Fatih, şehre girince doğruca Ayasofya’nın önüne gelir. Burada büyük rütbeli papazlar, keşişler ve halk padişahın atının ayaklarına ağlayarak kapanırlar. O zamanlarda bir hükümdar, bir şehri zapdettiği zaman yağma ederdi. Bizanslılar da bunu bekliyorlardı fakat büyük Türk Sultanı bu yerlerde sürünen Bizanslılara şu şahane sözleri söylemiştir: ‘Kalkınız ve müsterih olunuz. Ben Sultan Mehmet; hepinize söylüyorum ki, bu andan itibaren ne hürriyetleriniz, ne de hayatlarınız hakkında gazap-ı şahanemden korkmayınız. Kimsenin malı yağma edilmeyecektir. Kimseye zulüm yapılmayacaktır. Hiç kimse dini inanışlarından dolayı cezalandırılmayacaktır.’ Bu şahane müsamaha Rumları şaşırttı. Bu ne büyük kumandandı! Bu ne inanılmaz sözlerdi!
Fatih Sultan Mehmet, dünyanın en büyük kilisesi ve bütün Avrupa’nın ayakta kalan en eski yapısı olan Ayasofya’yı camiye çevirdi. Fatih bu mabedin kıyamete kadar cami olarak kalmasını yazılı olarak vasiyet ve vakfeylemiştir.

**Çıkarılan veriler**.

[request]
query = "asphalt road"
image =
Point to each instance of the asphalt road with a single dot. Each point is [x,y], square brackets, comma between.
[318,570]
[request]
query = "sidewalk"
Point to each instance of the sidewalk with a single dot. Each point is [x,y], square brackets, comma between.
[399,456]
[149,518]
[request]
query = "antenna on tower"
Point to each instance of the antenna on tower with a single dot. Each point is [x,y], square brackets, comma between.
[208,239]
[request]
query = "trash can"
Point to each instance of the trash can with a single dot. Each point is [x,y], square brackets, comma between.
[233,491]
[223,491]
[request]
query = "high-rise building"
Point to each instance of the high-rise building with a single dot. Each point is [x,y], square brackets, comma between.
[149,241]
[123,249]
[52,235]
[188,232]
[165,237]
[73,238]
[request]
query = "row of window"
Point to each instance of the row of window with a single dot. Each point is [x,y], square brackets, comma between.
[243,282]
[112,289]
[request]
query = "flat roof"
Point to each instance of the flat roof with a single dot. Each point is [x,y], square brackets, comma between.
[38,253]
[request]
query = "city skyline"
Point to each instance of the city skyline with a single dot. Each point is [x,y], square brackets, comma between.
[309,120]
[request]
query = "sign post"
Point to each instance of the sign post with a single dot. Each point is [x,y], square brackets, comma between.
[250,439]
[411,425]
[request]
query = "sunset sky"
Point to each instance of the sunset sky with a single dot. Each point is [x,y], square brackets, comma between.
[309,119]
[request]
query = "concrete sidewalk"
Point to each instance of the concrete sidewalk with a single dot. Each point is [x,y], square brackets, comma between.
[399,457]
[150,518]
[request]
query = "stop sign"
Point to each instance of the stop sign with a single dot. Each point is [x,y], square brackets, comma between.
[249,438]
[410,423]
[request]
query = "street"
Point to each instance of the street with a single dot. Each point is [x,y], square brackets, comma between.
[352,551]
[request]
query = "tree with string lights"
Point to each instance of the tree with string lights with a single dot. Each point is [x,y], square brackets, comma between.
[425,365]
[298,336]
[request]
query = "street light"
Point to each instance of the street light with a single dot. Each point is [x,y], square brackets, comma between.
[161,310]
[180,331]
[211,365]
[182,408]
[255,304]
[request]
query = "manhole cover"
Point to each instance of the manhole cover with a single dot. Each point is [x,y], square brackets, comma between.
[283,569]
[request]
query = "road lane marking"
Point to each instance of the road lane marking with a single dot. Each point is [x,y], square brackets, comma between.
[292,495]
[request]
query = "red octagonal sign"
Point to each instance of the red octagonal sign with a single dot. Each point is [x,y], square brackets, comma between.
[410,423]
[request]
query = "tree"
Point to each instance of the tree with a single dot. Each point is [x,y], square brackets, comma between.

**Yazılı görev**.
Verilen metne göre Fatih, Ayasofya'nın ne zamana kadar cami olarak kalmasını vasiyet etmiştir?

**Beklenen yanıt**.
Kıyamete kadar.